### ФРАГМЕНТ ДОКУМЕНТА

Эта командировка меня никак не обрадовала. Я было собрался воспользоваться привилегиями полевика, рано закончившего сезон, взять еще неделю без содержания и слетать на родину. Но увы! Только то утешало меня, что, в отличие от Средней Азии, где меня после полевых послали с несколькими работниками на сбор хлопка, здесь меня командируют по работе и как опытного специалиста — на помощь каким-то не справившимся москвичам.

 

Заход на Иксу

И вот она, Пихтовка, райцентр на севере Новосибирской области. «Ан-2» сел на травяной аэродром. Винт остановился, и толпа, стоявшая около избушки с ветряком, кинулась к самолету. Всех, кроме меня, с радостью встречали. Я шел последним, с рюкзаком и ружьем, и вдруг один высокий парень, придерживая велосипед, приблизился ко мне и, не спрашивая, стал снимать с меня рюкзак, приговаривая: «Ну наконец-то наш сибиряк прилетел, вот с ним-то и пойдем на Иксу, а не с этими недоношенными москвичами!»

От этой реплики мне стало приятно и даже весело. Еще и года не пребываю в Сибири, а уже — сибиряк, а не какой-то там москвич!

######
### ИСХОДНЫЕ ДАННЫЕ

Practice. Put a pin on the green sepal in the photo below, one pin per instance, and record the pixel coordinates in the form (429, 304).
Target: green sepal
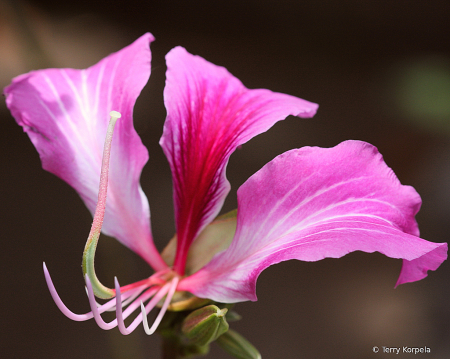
(87, 265)
(215, 237)
(205, 325)
(236, 345)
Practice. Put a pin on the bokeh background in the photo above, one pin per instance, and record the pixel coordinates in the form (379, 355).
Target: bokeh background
(380, 71)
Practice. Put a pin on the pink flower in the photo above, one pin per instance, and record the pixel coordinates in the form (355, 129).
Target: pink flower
(309, 203)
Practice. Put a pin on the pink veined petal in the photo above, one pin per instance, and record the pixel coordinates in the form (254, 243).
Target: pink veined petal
(65, 112)
(314, 203)
(209, 114)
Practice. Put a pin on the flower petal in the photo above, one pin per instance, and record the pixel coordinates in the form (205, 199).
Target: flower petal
(209, 114)
(66, 112)
(313, 203)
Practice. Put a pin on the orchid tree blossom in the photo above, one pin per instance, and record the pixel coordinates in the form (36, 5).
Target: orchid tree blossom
(307, 204)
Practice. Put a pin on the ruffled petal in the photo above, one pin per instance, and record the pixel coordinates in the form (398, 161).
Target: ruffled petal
(65, 112)
(314, 203)
(209, 114)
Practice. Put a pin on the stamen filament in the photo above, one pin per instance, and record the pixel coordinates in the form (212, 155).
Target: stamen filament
(89, 251)
(66, 311)
(171, 292)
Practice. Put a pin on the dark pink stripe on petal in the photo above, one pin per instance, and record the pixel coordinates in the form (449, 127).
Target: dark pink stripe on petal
(209, 114)
(314, 203)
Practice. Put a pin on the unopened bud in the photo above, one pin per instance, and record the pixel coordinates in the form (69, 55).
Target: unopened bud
(205, 325)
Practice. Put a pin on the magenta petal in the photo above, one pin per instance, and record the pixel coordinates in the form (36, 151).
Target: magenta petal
(314, 203)
(66, 112)
(209, 114)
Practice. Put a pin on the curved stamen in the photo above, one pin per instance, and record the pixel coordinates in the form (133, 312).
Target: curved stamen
(173, 287)
(120, 318)
(132, 294)
(89, 251)
(66, 311)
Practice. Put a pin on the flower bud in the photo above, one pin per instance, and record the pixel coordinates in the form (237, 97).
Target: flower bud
(205, 325)
(236, 345)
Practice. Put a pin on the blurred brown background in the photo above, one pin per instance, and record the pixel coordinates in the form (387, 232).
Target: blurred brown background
(380, 71)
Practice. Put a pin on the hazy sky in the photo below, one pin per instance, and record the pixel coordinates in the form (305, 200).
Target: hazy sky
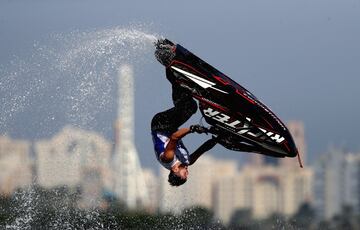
(300, 57)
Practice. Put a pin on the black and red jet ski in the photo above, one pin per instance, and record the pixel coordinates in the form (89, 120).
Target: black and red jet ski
(239, 120)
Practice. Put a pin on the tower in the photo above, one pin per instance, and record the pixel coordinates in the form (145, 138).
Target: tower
(129, 181)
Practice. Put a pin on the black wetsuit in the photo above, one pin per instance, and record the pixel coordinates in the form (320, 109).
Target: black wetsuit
(184, 107)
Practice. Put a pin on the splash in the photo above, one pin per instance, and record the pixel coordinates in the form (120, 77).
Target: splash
(69, 78)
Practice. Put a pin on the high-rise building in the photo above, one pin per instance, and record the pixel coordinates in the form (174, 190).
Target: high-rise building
(263, 190)
(75, 157)
(129, 183)
(336, 182)
(15, 165)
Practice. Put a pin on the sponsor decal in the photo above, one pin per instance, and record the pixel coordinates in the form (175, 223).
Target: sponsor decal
(242, 127)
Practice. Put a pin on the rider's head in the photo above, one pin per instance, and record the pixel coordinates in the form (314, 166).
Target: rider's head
(178, 175)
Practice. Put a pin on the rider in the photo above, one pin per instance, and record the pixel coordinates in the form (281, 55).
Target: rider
(167, 137)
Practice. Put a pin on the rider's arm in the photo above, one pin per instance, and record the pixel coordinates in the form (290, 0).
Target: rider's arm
(169, 152)
(209, 144)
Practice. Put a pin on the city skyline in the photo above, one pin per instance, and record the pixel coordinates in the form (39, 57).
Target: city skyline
(302, 67)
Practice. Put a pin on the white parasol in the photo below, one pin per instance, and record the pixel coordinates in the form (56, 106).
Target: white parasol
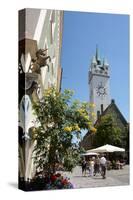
(106, 148)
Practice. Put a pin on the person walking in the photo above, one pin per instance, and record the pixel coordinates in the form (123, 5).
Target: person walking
(84, 166)
(91, 166)
(103, 163)
(97, 166)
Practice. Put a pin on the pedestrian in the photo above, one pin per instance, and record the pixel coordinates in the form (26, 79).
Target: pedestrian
(84, 166)
(96, 166)
(91, 166)
(103, 163)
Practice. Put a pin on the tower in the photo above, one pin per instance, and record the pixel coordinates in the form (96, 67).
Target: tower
(99, 83)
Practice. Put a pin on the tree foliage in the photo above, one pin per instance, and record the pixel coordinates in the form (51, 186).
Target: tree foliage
(59, 121)
(108, 132)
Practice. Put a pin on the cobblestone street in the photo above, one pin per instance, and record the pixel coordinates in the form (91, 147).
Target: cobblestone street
(113, 178)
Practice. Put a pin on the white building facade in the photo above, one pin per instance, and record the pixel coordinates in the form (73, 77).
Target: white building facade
(38, 30)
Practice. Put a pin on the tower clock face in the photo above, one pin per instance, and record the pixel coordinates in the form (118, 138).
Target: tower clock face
(101, 90)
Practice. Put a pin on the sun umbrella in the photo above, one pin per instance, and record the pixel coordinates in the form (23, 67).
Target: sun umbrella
(89, 154)
(107, 148)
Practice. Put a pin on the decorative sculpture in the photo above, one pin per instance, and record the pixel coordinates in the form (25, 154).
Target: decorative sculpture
(40, 61)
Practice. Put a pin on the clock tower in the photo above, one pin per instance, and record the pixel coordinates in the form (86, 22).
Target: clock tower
(99, 83)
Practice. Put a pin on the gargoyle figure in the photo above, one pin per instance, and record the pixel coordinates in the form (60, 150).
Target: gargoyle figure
(40, 61)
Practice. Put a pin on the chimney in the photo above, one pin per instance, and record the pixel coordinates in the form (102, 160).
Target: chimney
(101, 109)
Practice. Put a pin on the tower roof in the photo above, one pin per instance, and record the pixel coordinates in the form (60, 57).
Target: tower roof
(105, 62)
(97, 54)
(94, 60)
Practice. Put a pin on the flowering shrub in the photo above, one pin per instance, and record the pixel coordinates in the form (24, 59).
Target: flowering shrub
(58, 182)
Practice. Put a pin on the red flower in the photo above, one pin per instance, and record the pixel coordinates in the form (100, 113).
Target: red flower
(64, 181)
(53, 178)
(58, 175)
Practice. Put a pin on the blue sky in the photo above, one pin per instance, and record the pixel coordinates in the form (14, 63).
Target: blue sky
(81, 33)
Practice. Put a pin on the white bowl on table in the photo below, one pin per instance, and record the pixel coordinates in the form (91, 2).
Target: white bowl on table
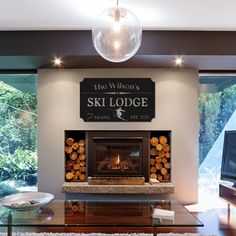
(26, 201)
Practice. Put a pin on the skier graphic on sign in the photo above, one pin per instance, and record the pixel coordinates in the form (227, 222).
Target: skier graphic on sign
(119, 113)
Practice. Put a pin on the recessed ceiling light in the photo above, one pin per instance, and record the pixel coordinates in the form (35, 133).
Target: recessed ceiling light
(57, 61)
(178, 61)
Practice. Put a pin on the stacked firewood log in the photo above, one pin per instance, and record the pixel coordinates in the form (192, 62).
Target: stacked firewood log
(74, 208)
(75, 160)
(160, 164)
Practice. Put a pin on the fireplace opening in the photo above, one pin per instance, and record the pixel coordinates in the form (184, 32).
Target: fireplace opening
(117, 154)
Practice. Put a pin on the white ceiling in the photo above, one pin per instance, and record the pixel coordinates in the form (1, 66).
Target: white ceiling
(153, 14)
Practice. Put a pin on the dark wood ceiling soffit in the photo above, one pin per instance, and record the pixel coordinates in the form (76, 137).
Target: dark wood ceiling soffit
(79, 43)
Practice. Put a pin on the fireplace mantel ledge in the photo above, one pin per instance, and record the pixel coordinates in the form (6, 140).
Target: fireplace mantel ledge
(84, 187)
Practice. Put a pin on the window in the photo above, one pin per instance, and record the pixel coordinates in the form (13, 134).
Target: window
(18, 133)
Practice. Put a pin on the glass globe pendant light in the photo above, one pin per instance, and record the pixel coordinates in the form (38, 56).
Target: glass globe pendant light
(117, 34)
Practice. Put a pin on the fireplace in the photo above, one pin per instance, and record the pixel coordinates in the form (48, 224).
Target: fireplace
(118, 154)
(113, 157)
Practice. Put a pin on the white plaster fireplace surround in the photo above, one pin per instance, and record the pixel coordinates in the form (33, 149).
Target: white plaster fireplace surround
(176, 110)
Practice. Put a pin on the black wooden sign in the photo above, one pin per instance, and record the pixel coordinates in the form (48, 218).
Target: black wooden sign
(114, 99)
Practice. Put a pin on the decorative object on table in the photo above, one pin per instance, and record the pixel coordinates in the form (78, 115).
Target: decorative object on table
(163, 214)
(26, 201)
(117, 34)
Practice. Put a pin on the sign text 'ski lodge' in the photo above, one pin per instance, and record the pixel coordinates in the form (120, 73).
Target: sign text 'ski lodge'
(113, 99)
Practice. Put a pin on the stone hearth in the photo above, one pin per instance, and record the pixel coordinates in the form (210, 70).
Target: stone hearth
(84, 187)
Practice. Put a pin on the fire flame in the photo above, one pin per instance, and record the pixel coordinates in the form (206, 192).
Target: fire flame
(118, 160)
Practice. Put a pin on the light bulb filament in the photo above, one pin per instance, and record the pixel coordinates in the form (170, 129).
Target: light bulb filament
(116, 25)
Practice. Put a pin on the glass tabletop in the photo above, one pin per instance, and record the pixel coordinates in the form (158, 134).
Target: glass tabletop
(99, 214)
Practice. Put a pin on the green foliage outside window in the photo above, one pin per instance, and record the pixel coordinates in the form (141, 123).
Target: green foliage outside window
(215, 109)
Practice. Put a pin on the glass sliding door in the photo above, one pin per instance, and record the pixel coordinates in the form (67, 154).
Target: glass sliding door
(217, 106)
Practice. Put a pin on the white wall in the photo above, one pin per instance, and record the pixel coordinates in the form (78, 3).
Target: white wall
(176, 110)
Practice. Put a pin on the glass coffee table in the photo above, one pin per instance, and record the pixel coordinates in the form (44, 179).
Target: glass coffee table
(66, 213)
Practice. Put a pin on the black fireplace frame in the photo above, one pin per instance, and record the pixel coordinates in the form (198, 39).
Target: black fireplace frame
(92, 136)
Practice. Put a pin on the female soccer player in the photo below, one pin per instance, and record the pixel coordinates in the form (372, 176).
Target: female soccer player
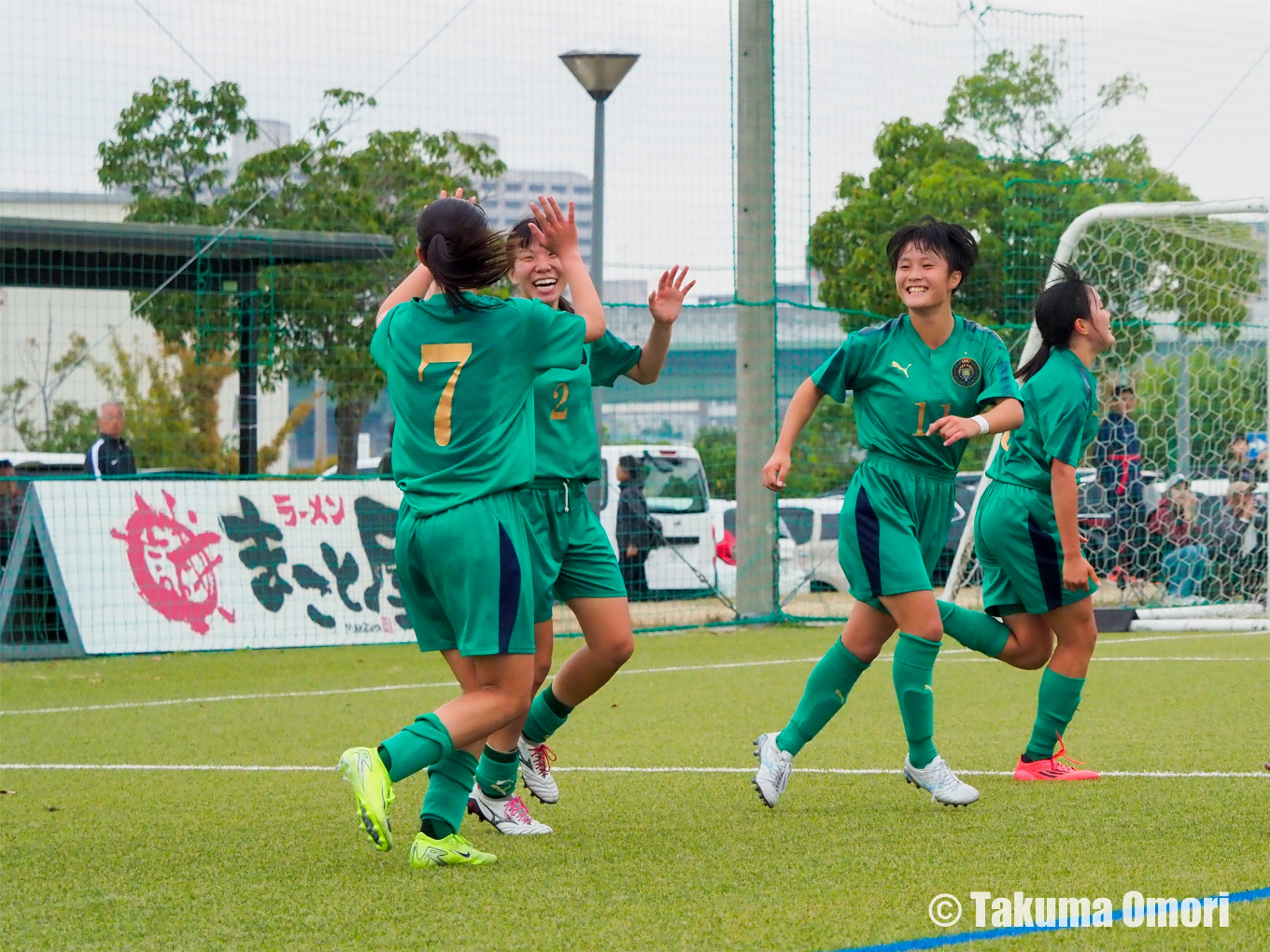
(1025, 528)
(571, 557)
(460, 372)
(917, 385)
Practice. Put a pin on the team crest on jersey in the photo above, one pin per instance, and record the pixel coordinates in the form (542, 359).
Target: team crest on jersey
(967, 372)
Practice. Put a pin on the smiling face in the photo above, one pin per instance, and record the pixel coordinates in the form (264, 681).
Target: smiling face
(1097, 328)
(924, 279)
(537, 273)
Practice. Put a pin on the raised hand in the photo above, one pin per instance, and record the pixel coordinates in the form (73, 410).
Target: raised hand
(556, 230)
(666, 302)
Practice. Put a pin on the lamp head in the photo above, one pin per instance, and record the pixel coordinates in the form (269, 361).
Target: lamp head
(599, 73)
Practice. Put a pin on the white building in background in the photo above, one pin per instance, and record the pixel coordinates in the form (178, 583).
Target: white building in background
(49, 316)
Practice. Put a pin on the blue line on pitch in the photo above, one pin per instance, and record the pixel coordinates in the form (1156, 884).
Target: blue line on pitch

######

ЗАДАНИЯ =>
1. Где, согласно фрагменту документа, расположена Пихтовка?
2. Подсчитайте строки записей, в которых встречается слово «rise», с учетом регистра. В ответе укажите только число.

ОТВЕТЫ =>
1. Это райцентр на севере Новосибирской области.

2. 2